ОТРЫВОК —

━━━━━━━━━━━━━━━━━━━━━━━━━━━━━━

Продавец глядит на меня и улыбается и, наверное, думает про себя: «Ишь ты, герой какой — вон как разоряется».
Выпив залпом воду и напоследок грозно глянув на своего воображаемого противника, я удаляюсь в самую глубь сада, сажусь на скамейку и стараюсь представить, что сижу в своем кабинете, на новом месте своей работы. Я закрываю глаза и уговариваю себя, что уже наступила ночь. Мне ничего не мешает, и я переношусь в другой мир, в другое время, в иную обстановку… Облокачиваюсь на колени, и мне представляется, что я сижу в нетопленной комнате у постели своей больной жены Наташи. Она бредит, ей плохо. Чем помочь ей? Оставить все дела и сидеть рядом с нею?.. Не могу я этого сделать. Мне поручено большое, нужное всему народу дело, а я брошу его, оставлю?.. Мне надо сейчас же идти выполнять свои обязанности!..
Долго я так сижу один, выдумываю и переживаю разные обстоятельства из жизни Максима…
— Батюшки! Уже три часа, пора домой!
Встаю со скамейки и спешу к выходу. Солнце светит, сад сегодня особенно красивый и нарядный. Шепчу про себя: «Хорошо как кругом, весело…»
Мне и в самом деле становится весело и хорошо.
Вот таким мне и нужно явиться на съемку. Быстро, чтобы не растерять по дороге этого душевного состояния, бегу домой. На тротуаре пробираюсь через толпу прохожих, меня толкают, а я улыбаюсь. Улицу добросовестно перехожу на перекрестке, чтобы не огорчить милиционера.

━━━━━━━━━━━━━━━━━━━━━━━━━━━━━━

ПРИЛАГАЕМЫЙ ПЕРЕЧЕНЬ —
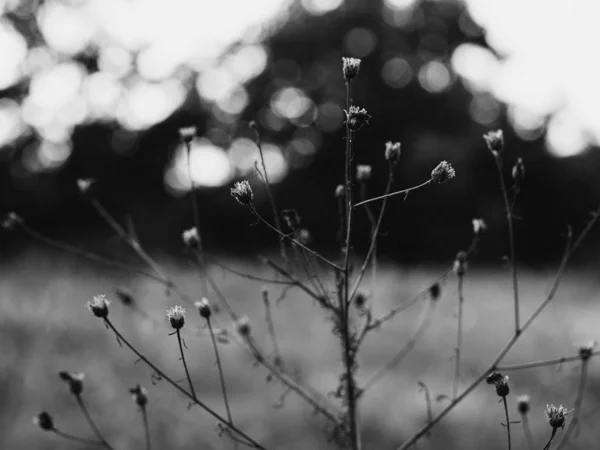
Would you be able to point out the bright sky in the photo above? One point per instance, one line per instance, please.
(151, 52)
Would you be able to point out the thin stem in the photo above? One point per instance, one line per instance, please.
(74, 438)
(458, 336)
(403, 191)
(511, 238)
(292, 240)
(193, 398)
(219, 365)
(91, 422)
(507, 421)
(187, 373)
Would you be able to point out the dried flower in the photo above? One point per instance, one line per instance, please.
(523, 404)
(392, 151)
(479, 226)
(74, 380)
(191, 238)
(242, 192)
(501, 383)
(99, 306)
(11, 221)
(139, 395)
(44, 421)
(243, 326)
(586, 350)
(350, 67)
(556, 416)
(363, 172)
(442, 172)
(356, 117)
(494, 141)
(203, 308)
(187, 134)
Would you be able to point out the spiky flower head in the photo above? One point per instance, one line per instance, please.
(556, 416)
(74, 380)
(363, 172)
(187, 134)
(139, 395)
(494, 141)
(176, 316)
(501, 383)
(479, 226)
(392, 151)
(191, 238)
(242, 192)
(243, 326)
(442, 172)
(586, 350)
(350, 67)
(356, 117)
(44, 421)
(523, 404)
(99, 306)
(203, 307)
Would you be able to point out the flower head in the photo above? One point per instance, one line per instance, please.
(139, 395)
(99, 306)
(74, 380)
(176, 316)
(556, 416)
(356, 117)
(350, 67)
(523, 404)
(494, 141)
(44, 421)
(187, 134)
(203, 307)
(242, 192)
(442, 172)
(191, 238)
(392, 151)
(363, 172)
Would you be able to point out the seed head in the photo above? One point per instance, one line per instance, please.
(203, 307)
(350, 67)
(139, 395)
(44, 421)
(191, 238)
(187, 134)
(363, 172)
(494, 141)
(523, 404)
(586, 350)
(74, 380)
(99, 306)
(356, 117)
(556, 416)
(176, 316)
(243, 326)
(442, 172)
(392, 151)
(11, 221)
(242, 192)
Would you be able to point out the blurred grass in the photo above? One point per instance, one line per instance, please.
(44, 328)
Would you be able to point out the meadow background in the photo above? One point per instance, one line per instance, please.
(99, 88)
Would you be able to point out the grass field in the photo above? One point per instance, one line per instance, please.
(44, 328)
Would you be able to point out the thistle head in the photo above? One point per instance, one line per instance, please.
(242, 192)
(176, 316)
(356, 118)
(350, 67)
(442, 172)
(99, 306)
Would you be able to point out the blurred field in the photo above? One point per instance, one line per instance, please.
(44, 328)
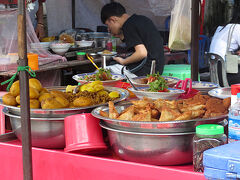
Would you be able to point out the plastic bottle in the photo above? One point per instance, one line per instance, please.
(109, 45)
(207, 136)
(114, 44)
(234, 121)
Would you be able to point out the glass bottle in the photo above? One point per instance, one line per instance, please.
(207, 136)
(114, 44)
(234, 121)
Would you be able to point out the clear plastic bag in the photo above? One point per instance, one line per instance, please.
(180, 26)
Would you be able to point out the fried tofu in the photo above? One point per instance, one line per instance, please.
(169, 114)
(113, 114)
(127, 114)
(184, 116)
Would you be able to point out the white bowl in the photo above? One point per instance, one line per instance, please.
(84, 43)
(171, 95)
(138, 81)
(60, 48)
(60, 51)
(60, 45)
(41, 45)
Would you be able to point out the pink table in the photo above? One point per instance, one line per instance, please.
(58, 165)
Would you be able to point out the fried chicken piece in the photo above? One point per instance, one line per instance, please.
(193, 108)
(197, 114)
(127, 114)
(209, 114)
(227, 102)
(197, 99)
(159, 103)
(143, 116)
(142, 103)
(155, 113)
(112, 110)
(169, 114)
(184, 116)
(215, 105)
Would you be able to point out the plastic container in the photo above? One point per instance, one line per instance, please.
(109, 45)
(222, 162)
(33, 61)
(235, 88)
(234, 121)
(83, 134)
(81, 56)
(207, 136)
(114, 44)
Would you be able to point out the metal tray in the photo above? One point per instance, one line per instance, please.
(221, 93)
(46, 113)
(156, 127)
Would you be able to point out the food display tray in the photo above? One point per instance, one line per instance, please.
(56, 164)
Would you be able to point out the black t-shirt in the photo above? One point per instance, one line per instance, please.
(141, 30)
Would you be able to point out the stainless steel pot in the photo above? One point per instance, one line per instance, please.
(46, 132)
(156, 127)
(151, 148)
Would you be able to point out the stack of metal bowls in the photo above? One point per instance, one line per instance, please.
(157, 143)
(47, 125)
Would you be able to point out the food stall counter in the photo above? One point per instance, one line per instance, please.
(49, 164)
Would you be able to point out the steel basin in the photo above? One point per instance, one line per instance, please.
(61, 113)
(151, 148)
(46, 132)
(155, 127)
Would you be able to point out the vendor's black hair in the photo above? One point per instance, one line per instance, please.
(112, 9)
(235, 16)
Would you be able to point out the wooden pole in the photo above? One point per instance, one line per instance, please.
(24, 94)
(194, 39)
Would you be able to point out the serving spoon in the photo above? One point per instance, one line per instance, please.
(134, 87)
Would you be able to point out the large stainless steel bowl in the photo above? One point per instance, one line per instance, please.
(155, 127)
(46, 132)
(151, 148)
(61, 113)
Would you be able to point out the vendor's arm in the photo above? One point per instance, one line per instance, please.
(40, 24)
(139, 54)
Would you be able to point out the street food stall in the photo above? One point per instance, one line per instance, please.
(104, 127)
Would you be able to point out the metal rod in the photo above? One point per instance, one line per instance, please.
(194, 39)
(73, 14)
(24, 94)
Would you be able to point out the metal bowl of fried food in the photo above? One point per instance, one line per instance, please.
(178, 126)
(61, 113)
(115, 79)
(45, 132)
(151, 148)
(142, 81)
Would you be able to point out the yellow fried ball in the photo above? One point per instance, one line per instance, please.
(45, 96)
(9, 99)
(15, 88)
(35, 84)
(114, 94)
(33, 93)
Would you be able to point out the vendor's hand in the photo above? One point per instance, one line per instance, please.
(40, 32)
(119, 60)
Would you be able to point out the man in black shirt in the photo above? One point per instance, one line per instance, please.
(140, 35)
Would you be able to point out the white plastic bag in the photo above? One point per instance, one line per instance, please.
(180, 26)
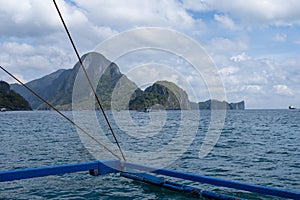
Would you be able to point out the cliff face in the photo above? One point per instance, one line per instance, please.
(161, 95)
(113, 88)
(57, 88)
(221, 105)
(11, 100)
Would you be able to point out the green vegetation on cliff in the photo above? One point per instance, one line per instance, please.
(11, 100)
(161, 95)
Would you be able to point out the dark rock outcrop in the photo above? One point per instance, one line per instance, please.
(11, 100)
(161, 95)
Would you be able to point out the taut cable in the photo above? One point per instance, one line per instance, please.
(90, 83)
(59, 112)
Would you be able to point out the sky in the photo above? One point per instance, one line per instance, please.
(255, 45)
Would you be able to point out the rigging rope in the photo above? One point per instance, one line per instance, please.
(89, 81)
(59, 112)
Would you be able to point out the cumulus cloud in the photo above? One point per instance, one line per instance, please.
(132, 13)
(228, 70)
(252, 88)
(225, 21)
(240, 57)
(283, 90)
(280, 37)
(269, 12)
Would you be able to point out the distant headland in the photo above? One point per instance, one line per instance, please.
(57, 89)
(11, 100)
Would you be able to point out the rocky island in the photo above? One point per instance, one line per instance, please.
(57, 89)
(10, 100)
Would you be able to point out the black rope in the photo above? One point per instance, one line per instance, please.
(90, 83)
(59, 112)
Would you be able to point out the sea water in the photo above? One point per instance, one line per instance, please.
(255, 146)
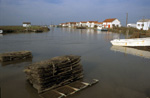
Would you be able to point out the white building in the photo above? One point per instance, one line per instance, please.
(71, 24)
(91, 24)
(143, 24)
(110, 23)
(131, 25)
(26, 24)
(82, 24)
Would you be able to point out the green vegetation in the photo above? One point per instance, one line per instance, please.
(17, 29)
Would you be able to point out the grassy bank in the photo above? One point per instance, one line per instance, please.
(17, 29)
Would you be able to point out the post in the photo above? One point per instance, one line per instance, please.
(126, 19)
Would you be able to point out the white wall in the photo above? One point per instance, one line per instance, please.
(26, 25)
(145, 27)
(116, 23)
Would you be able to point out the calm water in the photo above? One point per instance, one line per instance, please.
(121, 75)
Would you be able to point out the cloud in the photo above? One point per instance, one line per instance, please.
(14, 12)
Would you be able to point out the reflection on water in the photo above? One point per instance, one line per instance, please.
(1, 35)
(120, 76)
(16, 62)
(133, 51)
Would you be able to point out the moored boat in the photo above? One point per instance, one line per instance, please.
(1, 31)
(131, 42)
(101, 28)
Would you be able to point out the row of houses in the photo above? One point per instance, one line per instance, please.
(143, 24)
(107, 23)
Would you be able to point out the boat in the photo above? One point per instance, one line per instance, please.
(131, 42)
(1, 31)
(101, 28)
(132, 51)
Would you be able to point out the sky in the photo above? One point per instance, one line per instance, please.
(46, 12)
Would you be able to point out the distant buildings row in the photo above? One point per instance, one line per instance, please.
(107, 23)
(143, 24)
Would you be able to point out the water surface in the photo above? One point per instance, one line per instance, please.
(121, 75)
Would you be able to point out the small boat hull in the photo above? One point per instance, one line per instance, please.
(131, 42)
(1, 31)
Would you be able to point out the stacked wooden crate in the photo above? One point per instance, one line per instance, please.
(55, 72)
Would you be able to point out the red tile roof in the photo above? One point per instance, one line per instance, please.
(83, 22)
(109, 20)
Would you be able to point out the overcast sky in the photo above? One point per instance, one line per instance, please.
(45, 12)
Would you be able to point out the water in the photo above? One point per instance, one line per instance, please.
(121, 75)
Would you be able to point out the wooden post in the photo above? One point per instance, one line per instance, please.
(126, 19)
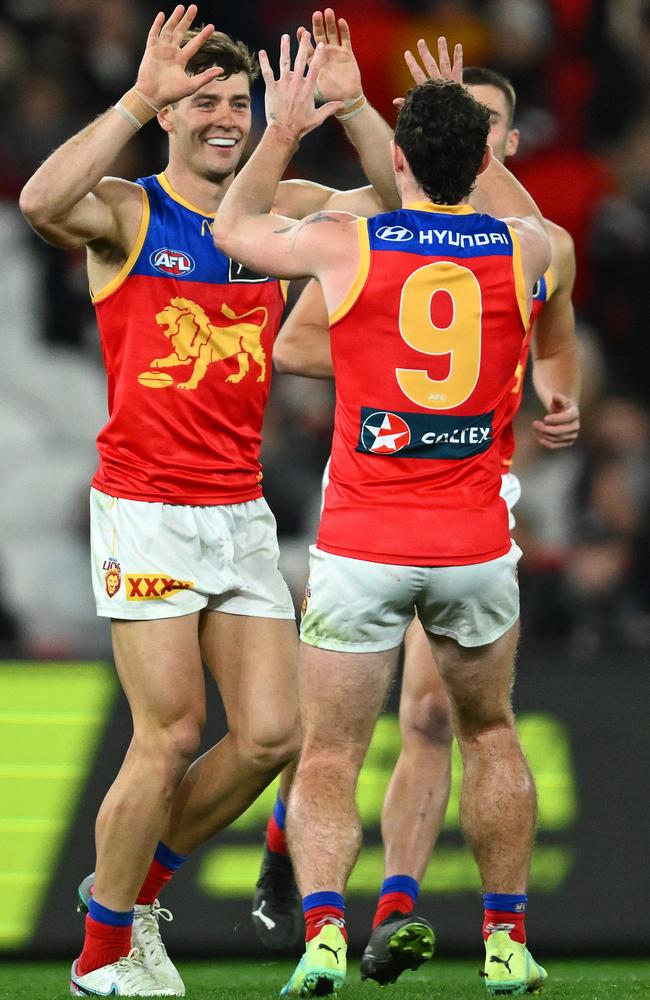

━━━━━━━━━━━━━━━━━━━━━━━━━━━━━━

СПИСОК ЗАДАНИЙ —
1. Воспроизведите без изменений часть отрывка, начиная со слов «Выпив залпом воду» и продолжая до слов «выполнять свои обязанности!..» включительно.
2. Ответьте по отрывку на короткие вопросы:
(а) Как зовут больную жену, у постели которой представляет себя рассказчик?
(б) Который час назван в восклицании «Батюшки!..»?
(в) Где рассказчик переходит улицу по дороге домой?
3. Выпишите из отрывка все вопросительные предложения.
Перечень — самостоятельный материал, с отрывком он не связан.

РЕШЕНИЯ ЗАДАЧ —
1.
Выпив залпом воду и напоследок грозно глянув на своего воображаемого противника, я удаляюсь в самую глубь сада, сажусь на скамейку и стараюсь представить, что сижу в своем кабинете, на новом месте своей работы. Я закрываю глаза и уговариваю себя, что уже наступила ночь. Мне ничего не мешает, и я переношусь в другой мир, в другое время, в иную обстановку… Облокачиваюсь на колени, и мне представляется, что я сижу в нетопленной комнате у постели своей больной жены Наташи. Она бредит, ей плохо. Чем помочь ей? Оставить все дела и сидеть рядом с нею?.. Не могу я этого сделать. Мне поручено большое, нужное всему народу дело, а я брошу его, оставлю?.. Мне надо сейчас же идти выполнять свои обязанности!..

2.
(а) Наташа.
(б) Три часа.
(в) На перекрестке.

3.
1. Чем помочь ей?
2. Оставить все дела и сидеть рядом с нею?..
3. Мне поручено большое, нужное всему народу дело, а я брошу его, оставлю?..